Once upon a time in the not-so-distant past, I taught an EMT class for whom I found it difficult to schedule adequate Emergency Department clinical time. In was in late July, and the local ED had a new crop of residents barely able to practice their own craft, much less supervise someone else’s, and there were several classes of nursing students doing their clinical rotations as well.
My solution was to send all my students to the local nursing homes instead. It was perfect — each student would assess roughly 40 patients of the type they’d be most likely to encounter in the field.
Each patient had multiple chronic disease processes, and most had some level of cognitive impairment or difficulty communicating. My students even saw their fair share of acute conditions, and their nursing preceptors sent more than a few patients to the hospital based upon my students’ assessment findings.
There was also an unexpected benefit to my improvised solution: my students gained a healthy appreciation for how hard it is to be a nurse in a convalescent home. It’s a far more difficult job than we may appreciate.
Yes, you heard me correctly. I’m indeed defending that most maligned of creatures: the nursing home nurse.
My mother was a nurse who worked in one of those homes, and she was good at it. She could have chosen any field, but during one nursing clinical rotation, she said that the statue of Jesus outside the nursing home told her that this was the place she belonged.
Yes, I know. We rolled our eyes at the time, too, but there was no denying her dedication to her job. She loved elderly people, and it showed in the quality of care she provided. At the time, I thought all nursing home nurses worked that way. It wasn’t until I became a paramedic that I discovered otherwise.
Still, in watching my mother work, I gained an appreciation for the difficulty of the daily tasks she faced, and it’s something I try to pass on to all my partners and students. It is an odd quirk of EMTs that were are often disdainful of the non-emergency aspects of health care, as if resuscitations and rapid transport is all that is meaningful.
We should know better.
Consider that we are usually asked to care for only one patient at a time. Nursing home nurses may care for as many as forty. The care those patients require may not be acute, but it is important nonetheless.
Ever worked for an absentee medical director who wrote absurdly restrictive protocols that left you feeling as if your hands were tied behind your back? Well, every nursing home is that way, and those nurses feel the same way about having to call the doctor for the slightest change in treatment orders.
We are openly scornful when we arrive at bedside, only to find the patient struggling to breathe through a face mask at two liters per minute. But do you realize how much a licensed practical nurse is taught about oxygen therapy? Precious little, even in comparison to an EMT-B.
On a typical 3-11 shift, the nurse will pass medications twice. Each of those medication passes may take several hours to complete, and regulations forbid setting up the medication cart in advance. So the nurse makes two med passes, doing what assessments she can as she goes, and still has to chart and give report to the oncoming shift. In those eight hours, she has been able to lay eyes on each patient twice, for a grand total of perhaps ten minutes.
So is it any wonder that sometimes an acute change in the patient’s condition is missed, or that a nurse errs on the side of caution and sends a patient to the hospital at the first hint that something is wrong? Or that the nurse is sometimes fuzzy about the patient’s medical history?
When you work a wreck scene, do you openly disparage the first responders and the care they provided, limited as it may be? So why are some of us blatantly disrespectful of the nursing home nurse? At least those first responders are trained somewhat in emergency care procedures. Most nursing home nurses are not.

| TO DO |
[1] Reproduce word for word the portion of the essay on nursing home nurses that opens with the words containing "My mother was" and closes with "place she belonged.".
[2] According to the essay on nursing home nurses, how many patients may a nursing home nurse care for?
The rows that come next are from a separate source and have no connection to the essay on nursing home nurses.

| SOURCE DATA |
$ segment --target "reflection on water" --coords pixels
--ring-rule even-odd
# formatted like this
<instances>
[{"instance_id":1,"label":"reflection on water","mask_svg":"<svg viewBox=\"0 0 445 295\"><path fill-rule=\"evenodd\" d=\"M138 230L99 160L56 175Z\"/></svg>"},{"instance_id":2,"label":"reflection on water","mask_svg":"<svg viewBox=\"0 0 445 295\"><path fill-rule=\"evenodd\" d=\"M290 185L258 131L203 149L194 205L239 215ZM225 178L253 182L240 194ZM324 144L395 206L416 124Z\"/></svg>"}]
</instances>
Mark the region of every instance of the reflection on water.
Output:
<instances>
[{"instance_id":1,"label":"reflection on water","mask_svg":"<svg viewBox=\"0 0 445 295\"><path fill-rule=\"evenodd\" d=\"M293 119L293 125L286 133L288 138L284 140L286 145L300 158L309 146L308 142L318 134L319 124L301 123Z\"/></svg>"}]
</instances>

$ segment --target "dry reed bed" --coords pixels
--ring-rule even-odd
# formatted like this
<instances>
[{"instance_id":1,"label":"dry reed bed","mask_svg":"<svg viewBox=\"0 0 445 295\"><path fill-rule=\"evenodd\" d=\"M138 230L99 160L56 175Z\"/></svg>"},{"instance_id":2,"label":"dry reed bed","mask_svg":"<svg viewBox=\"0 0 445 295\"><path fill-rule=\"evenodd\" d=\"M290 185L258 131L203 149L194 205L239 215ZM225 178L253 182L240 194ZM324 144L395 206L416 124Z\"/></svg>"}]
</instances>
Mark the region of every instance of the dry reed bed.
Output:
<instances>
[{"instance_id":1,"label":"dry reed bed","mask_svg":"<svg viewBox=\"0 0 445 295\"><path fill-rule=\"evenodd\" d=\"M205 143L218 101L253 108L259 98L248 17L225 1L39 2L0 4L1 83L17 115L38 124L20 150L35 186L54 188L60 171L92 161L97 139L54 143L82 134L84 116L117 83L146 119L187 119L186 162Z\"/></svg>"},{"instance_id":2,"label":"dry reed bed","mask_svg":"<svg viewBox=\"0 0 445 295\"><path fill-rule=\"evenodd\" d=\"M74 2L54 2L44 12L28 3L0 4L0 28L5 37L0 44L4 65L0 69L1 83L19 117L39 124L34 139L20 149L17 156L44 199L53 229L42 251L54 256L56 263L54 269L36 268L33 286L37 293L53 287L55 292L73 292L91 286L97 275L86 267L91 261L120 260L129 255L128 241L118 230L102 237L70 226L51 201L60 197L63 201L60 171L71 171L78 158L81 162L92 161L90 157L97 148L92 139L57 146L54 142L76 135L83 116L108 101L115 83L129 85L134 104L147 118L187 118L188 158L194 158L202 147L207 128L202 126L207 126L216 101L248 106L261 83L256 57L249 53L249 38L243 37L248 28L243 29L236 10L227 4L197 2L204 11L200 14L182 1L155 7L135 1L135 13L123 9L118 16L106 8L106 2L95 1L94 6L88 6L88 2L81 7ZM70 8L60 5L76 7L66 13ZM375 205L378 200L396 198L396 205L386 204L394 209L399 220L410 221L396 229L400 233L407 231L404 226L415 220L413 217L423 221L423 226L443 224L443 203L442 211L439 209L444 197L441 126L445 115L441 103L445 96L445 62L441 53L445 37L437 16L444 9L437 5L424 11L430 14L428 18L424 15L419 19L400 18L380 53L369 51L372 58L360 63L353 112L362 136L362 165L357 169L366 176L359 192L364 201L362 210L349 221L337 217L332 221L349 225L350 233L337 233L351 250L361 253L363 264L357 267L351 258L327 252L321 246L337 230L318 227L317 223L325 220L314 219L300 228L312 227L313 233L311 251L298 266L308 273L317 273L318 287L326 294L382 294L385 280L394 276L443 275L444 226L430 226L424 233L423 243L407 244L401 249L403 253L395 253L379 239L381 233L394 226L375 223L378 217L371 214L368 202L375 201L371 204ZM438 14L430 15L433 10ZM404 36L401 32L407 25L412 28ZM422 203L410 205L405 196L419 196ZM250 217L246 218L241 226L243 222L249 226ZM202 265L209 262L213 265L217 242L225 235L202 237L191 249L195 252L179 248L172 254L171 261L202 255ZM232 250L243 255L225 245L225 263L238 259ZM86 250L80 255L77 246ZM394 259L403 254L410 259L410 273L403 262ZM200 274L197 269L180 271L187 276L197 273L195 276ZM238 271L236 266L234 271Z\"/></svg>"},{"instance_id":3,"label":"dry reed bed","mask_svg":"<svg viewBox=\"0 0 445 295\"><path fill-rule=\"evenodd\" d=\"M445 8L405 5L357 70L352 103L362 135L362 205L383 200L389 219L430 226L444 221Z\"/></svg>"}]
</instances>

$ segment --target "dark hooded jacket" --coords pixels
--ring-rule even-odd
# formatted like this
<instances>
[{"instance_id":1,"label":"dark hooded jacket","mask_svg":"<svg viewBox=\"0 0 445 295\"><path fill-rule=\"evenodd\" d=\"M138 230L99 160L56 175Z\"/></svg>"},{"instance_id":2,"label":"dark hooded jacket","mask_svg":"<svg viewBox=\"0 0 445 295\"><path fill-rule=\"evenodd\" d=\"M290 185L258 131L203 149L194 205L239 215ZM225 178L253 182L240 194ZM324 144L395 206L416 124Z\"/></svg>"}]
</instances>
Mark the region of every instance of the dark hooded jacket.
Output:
---
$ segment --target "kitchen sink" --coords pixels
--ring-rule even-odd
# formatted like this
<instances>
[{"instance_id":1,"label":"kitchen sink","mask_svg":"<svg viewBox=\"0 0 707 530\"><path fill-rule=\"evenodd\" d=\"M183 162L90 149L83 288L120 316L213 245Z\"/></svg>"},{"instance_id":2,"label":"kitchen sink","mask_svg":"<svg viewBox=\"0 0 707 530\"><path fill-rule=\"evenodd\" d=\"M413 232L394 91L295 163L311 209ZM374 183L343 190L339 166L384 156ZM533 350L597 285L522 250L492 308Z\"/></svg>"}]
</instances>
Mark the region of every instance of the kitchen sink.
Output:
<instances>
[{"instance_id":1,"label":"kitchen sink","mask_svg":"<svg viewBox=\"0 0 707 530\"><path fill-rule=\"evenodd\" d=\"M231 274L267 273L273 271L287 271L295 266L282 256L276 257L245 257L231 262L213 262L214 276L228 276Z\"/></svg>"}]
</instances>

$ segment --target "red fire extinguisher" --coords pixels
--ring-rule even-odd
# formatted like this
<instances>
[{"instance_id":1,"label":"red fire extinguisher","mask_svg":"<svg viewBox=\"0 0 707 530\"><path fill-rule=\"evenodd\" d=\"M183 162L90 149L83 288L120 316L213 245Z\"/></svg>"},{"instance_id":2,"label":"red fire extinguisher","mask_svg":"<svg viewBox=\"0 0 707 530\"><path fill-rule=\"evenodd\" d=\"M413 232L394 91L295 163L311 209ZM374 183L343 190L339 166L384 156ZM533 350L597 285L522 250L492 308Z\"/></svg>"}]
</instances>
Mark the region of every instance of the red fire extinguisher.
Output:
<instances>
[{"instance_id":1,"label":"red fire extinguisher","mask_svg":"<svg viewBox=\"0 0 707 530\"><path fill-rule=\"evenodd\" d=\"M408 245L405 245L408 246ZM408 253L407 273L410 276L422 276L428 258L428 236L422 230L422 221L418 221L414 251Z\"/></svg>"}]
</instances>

| RESULTS FOR THE EXERCISE |
[1]
My mother was a nurse who worked in one of those homes, and she was good at it. She could have chosen any field, but during one nursing clinical rotation, she said that the statue of Jesus outside the nursing home told her that this was the place she belonged.

[2] As many as forty.